Excerpts from labeled region data:
▬▬▬▬▬▬▬▬▬▬

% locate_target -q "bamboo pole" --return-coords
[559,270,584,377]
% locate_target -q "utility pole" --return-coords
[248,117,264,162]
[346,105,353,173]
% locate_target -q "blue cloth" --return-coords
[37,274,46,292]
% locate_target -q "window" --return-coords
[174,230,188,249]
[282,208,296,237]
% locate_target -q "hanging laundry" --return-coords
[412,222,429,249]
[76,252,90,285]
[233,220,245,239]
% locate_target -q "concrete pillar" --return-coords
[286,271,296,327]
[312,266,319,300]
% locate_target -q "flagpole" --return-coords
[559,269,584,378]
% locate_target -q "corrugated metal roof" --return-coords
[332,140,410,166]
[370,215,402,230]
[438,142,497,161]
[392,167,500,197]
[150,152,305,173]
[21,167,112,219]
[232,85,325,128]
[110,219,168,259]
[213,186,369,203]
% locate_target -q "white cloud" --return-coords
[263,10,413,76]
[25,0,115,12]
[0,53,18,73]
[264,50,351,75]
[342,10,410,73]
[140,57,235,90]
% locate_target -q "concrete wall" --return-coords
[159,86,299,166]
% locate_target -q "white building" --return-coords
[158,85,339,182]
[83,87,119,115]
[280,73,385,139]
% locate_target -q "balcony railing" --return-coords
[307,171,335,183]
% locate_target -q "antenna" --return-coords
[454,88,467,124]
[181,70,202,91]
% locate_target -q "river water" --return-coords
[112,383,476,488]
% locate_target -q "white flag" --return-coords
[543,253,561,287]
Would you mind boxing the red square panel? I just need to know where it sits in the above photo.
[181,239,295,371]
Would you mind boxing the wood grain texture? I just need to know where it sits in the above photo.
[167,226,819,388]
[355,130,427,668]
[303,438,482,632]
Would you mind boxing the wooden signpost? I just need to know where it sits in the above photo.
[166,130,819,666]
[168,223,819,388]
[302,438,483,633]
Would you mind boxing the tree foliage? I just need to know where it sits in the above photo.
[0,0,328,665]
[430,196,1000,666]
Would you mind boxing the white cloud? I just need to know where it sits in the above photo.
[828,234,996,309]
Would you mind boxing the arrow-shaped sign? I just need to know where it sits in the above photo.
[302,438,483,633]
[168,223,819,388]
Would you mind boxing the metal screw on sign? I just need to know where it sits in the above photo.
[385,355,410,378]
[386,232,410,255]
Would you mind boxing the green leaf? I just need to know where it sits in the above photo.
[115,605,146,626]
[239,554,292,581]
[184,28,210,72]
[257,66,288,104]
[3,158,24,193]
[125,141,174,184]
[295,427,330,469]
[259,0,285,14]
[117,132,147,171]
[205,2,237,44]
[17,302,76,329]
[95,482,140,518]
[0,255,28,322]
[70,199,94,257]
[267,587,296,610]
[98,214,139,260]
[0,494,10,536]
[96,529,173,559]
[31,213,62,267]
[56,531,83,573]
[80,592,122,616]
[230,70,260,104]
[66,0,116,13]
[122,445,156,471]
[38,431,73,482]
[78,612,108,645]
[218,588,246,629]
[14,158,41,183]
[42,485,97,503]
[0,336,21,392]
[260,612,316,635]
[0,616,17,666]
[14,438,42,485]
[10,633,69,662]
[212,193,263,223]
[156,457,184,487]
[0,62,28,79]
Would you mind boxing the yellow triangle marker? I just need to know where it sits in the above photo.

▬▬▬▬▬▬▬▬▬▬

* [Written exercise] State how many lines of the data above contain the word "metal". Reply with the number only.

* [Task solution] 2